Records for this exercise Block Start

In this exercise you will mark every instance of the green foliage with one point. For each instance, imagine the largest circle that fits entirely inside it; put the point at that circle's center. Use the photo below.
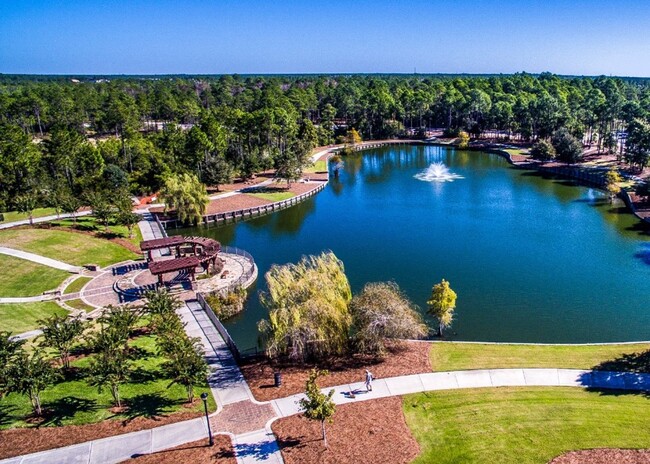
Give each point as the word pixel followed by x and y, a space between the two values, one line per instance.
pixel 61 333
pixel 381 311
pixel 308 308
pixel 318 406
pixel 187 195
pixel 567 147
pixel 442 304
pixel 542 151
pixel 30 375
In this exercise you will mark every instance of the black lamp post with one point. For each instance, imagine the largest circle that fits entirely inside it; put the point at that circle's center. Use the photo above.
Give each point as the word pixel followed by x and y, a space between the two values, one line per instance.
pixel 204 397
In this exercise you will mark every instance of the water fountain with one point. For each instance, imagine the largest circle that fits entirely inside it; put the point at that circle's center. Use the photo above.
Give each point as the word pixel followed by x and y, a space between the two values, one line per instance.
pixel 437 172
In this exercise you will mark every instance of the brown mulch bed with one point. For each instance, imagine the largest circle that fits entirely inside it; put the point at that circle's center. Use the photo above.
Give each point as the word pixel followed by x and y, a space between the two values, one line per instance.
pixel 604 456
pixel 222 452
pixel 368 432
pixel 14 442
pixel 409 358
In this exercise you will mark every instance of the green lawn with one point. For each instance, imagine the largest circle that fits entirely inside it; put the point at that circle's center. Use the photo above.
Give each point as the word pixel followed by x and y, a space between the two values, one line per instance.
pixel 76 285
pixel 80 304
pixel 273 196
pixel 12 216
pixel 21 317
pixel 319 166
pixel 75 402
pixel 459 356
pixel 19 277
pixel 69 247
pixel 90 223
pixel 522 425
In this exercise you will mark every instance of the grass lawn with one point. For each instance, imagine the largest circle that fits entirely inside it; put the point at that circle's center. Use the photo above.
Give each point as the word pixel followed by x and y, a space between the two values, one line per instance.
pixel 90 223
pixel 19 277
pixel 12 216
pixel 522 425
pixel 21 317
pixel 319 166
pixel 80 304
pixel 273 196
pixel 76 285
pixel 75 402
pixel 69 247
pixel 459 356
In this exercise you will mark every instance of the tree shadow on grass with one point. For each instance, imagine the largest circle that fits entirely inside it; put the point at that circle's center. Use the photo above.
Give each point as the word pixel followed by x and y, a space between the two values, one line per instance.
pixel 149 406
pixel 55 412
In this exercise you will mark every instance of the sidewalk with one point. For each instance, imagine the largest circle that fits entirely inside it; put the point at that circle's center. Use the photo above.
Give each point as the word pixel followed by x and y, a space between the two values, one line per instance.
pixel 40 260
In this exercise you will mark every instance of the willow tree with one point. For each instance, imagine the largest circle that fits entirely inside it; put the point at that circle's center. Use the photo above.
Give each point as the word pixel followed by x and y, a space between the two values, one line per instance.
pixel 308 308
pixel 442 304
pixel 187 195
pixel 380 312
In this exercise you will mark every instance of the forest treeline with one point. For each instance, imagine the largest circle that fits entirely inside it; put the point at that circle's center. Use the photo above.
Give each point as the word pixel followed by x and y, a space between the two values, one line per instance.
pixel 67 137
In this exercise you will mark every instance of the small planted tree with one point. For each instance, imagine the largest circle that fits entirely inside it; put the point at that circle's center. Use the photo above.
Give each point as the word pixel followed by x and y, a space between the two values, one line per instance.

Records for this exercise Block End

== Work instructions ==
Transcribe each record above exactly, leaving every picture out of the copy.

== Solution to the exercise ==
In this exercise you will mark every instance of the green foliage with one point. For each instance, imagine the largest circle that fits entirely inside it; put the point at that circle's center. Use the photo below.
Give each point as the word pixel followed by x and y, a space between the two values, one line per instance.
pixel 61 333
pixel 381 311
pixel 308 308
pixel 318 406
pixel 187 195
pixel 567 147
pixel 442 304
pixel 542 151
pixel 30 375
In this exercise you will mark every instance of the black lamp post with one point. For each instance, imagine the largest circle that fits entirely inside it; put the point at that circle's center. Use the photo above.
Give each point as the word pixel followed by x and y, a space between the two values, one line per instance.
pixel 204 397
In this exercise you will mark every instance of the water fountain with one point. For each instance, imagine the largest circle that fits entirely inside it; put the point at that circle's center. Use the photo above.
Give each point as the word pixel followed by x and y, a space between the two values, one line per instance.
pixel 437 172
In this exercise you will mark every instance of the brown mulch bed with one point. For each instance, imagine the largest circle that fits entirely inside it; put the point at that circle's center. Use the photo above.
Give each point as the word pixel followed by x and y, a space between the two values, one line per instance.
pixel 604 456
pixel 222 452
pixel 368 432
pixel 14 442
pixel 409 358
In this exercise you will mark every instance of the green lawn with one point. For each instance, imagine the largest circle that fits entirely inside it; put the point at that circle's center. Use the photo above.
Give each point as the word pixel followed by x and y, a space between the two values, one line per instance.
pixel 76 285
pixel 80 304
pixel 273 196
pixel 12 216
pixel 21 317
pixel 319 166
pixel 75 402
pixel 459 356
pixel 19 277
pixel 69 247
pixel 90 223
pixel 522 425
In this exercise you will mark every instance of the grass lawn with one point. For each instance, imagine the largest circle that fits entirely inside it; put the point at that circle's center. Use the photo above.
Give each point as the word pixel followed by x and y, a space between the two values, one line per instance.
pixel 90 223
pixel 19 277
pixel 12 216
pixel 522 425
pixel 21 317
pixel 319 166
pixel 80 304
pixel 273 196
pixel 76 285
pixel 75 402
pixel 69 247
pixel 459 356
In this exercise you will mark every instance of the tree shadow on grass with one point. For each instance, imagine the largest circle that fits entirely inside it; put the point at that circle's center. Use the photo above.
Give each point as the word pixel followed by x and y, a space between the two values, one line per instance.
pixel 149 406
pixel 55 412
In this exercise you will mark every instance of the sidewalk with one point. For each instance, imagine the largest circle that fits entirely inside it; put the point at that circle's center. Use the photo above.
Give each point as the word pixel followed by x and y, a space between the two values, one line per instance.
pixel 40 260
In this exercise you will mark every instance of the willow tree with one point. For each instance, imagine the largest circle that fits entirely inside it; put the point at that circle's center. Use the photo above.
Give each point as the word pixel followed by x and y, a space between the two values, one line per instance.
pixel 308 308
pixel 442 304
pixel 187 195
pixel 380 312
In this exercise you will mark every instance of the forest treeline with one point. For each instance, imagine the largest circle that fits entirely inside it; put the point at that circle's center. Use the photo above.
Give each point as the word pixel followed by x and y, a space between the two values, one line per instance.
pixel 67 137
In this exercise you will mark every instance of the small planted tree with one point. For each instance, imagine the largest circle that fits entirely inside it; put the point at that circle's center. Use the photo above.
Give each point as the word pixel followed by x and y, a space between the two values, one line per instance.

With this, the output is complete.